**SET PROBLEM A**
In the records, copy the lines starting with the line containing "Could you indicate the upright" and going on through the end of the records, substituting "boulder" for "rock" and leaving everything else unchanged.

**TEXT PROVIDED**
Thirdly, where the terms of a lease are themselves defective in relation to insurance, leasehold house owners will have a right to apply to the court to have their leases varied. That right will be analogous to the right that leaseholders of flats will be given by part IV of the Bill. It would not be possible for the courts to use this right to vary a lease to take away a landlord's ability to nominate the insurance company, nor to require landlords to offer leaseholders a choice of insurers.
I am sure that those additional rights will be welcomed by leasehold house owners in areas, such as south Wales. with a great number of houses held on leases.
I would like to reply to some of the specific points raised by hon. Members during the debate. The hon. Member for Norwood referred to defective leases. He argued that part IV should be extended to allow tenants to apply to the courts to amend their leases to allow improvements to be made to the block. I am glad to be able to reassure the lion. Gentleman that the Bill already covers that. Clause 36 allows tenants to ask the court to vary the leases, whether or not the variation relates to the defect in the leases, where that is supported by a substantial majority of the parties and not opposed by more than a small minority. That provision should be used, for instance, to seek the setting up of a sinking fund, which was one of the examples cited by the hon. Gentleman.
My hon. Friend the Member for Hampstead and Highgate (Sir G. Finsberg) asked why clause 44 relates to England and Wales whereas schedule 2 refers to the United Kingdom. Clause 44 requires the landlord to furnish the tenants with an address in England and Wales for the service of notices. That is necessary to ensure that notices in proceedings can be served without having to obtain the court's leave to serve outside the court's jurisdiction. However, schedule 2 requires that an address be given simply for communications and the limitation to England and Wales is, therefore, unnecessary. Schedule 2 simply follows the existing provisions of the Landlord and Tenant Act 1985 which refer to the United Kingdom.

(Dataset excerpts on object pointing)

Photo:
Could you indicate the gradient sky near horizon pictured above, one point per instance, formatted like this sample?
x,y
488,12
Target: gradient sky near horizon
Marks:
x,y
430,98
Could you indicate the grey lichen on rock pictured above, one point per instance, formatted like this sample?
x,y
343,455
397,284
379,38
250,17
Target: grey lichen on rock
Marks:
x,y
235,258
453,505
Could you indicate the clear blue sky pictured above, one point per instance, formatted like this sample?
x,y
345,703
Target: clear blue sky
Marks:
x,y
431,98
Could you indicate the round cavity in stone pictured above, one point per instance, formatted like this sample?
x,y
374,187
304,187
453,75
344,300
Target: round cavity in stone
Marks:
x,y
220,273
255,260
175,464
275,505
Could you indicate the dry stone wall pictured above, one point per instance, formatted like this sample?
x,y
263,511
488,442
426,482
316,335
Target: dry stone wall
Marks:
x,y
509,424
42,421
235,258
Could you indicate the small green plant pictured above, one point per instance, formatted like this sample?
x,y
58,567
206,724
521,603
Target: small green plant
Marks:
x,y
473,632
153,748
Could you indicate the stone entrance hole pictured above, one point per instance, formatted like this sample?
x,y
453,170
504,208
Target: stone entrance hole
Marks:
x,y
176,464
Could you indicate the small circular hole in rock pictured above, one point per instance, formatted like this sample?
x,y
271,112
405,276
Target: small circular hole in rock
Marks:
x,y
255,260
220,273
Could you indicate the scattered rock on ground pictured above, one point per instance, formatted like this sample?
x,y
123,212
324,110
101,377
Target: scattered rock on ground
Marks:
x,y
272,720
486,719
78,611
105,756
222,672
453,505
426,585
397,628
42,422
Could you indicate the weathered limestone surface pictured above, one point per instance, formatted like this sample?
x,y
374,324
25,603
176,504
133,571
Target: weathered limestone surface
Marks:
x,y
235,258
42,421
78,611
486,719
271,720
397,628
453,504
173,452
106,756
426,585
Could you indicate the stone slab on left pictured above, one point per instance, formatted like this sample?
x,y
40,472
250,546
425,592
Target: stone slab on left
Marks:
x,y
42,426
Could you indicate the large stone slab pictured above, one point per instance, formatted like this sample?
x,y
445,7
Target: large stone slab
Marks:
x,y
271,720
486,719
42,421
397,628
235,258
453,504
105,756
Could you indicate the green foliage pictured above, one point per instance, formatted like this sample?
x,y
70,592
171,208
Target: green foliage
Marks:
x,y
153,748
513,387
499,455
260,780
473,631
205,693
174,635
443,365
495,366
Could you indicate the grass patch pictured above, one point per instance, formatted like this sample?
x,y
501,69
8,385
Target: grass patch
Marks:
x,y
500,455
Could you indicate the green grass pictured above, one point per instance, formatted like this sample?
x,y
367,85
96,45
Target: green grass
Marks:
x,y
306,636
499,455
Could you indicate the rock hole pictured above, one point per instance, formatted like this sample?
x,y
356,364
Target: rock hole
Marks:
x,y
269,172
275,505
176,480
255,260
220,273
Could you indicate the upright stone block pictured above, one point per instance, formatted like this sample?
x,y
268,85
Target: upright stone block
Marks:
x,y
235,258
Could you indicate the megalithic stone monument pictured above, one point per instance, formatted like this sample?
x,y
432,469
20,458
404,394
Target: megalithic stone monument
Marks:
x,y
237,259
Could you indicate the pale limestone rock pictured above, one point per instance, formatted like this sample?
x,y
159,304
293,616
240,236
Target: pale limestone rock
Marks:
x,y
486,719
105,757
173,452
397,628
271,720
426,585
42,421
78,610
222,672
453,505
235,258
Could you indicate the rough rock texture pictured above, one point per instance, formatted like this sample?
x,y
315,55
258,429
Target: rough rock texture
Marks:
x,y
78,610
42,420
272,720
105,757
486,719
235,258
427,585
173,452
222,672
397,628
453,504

**SET PROBLEM B**
Answer these questions from the parliamentary debate excerpt:
(i) Which clause requires the landlord to give tenants an address in England and Wales for the service of notices?
(ii) What example cited by the Member for Norwood is clause 36 said to be usable for?
(iii) Which Act do the provisions of schedule 2 follow?

**SOLUTION A**
Could you indicate the upright stone block pictured above, one point per instance, formatted like this sample?
x,y
268,85
Target: upright stone block
Marks:
x,y
235,258
Could you indicate the megalithic stone monument pictured above, one point per instance, formatted like this sample?
x,y
432,469
20,458
404,394
Target: megalithic stone monument
Marks:
x,y
237,259
Could you indicate the pale limestone boulder pictured above, one point per instance, formatted like this sample?
x,y
159,304
293,616
240,236
Target: pale limestone boulder
Marks:
x,y
486,719
105,757
173,452
397,628
271,720
426,585
42,421
78,610
222,672
453,505
235,258
Could you indicate the rough boulder texture pictured above, one point per instance, formatted like this sample?
x,y
315,55
258,429
Target: rough boulder texture
Marks:
x,y
78,610
42,420
272,720
105,757
486,719
235,258
427,585
173,452
222,672
397,628
453,504

**SOLUTION B**
(i) Clause 44
(ii) Seeking the setting up of a sinking fund
(iii) The Landlord and Tenant Act 1985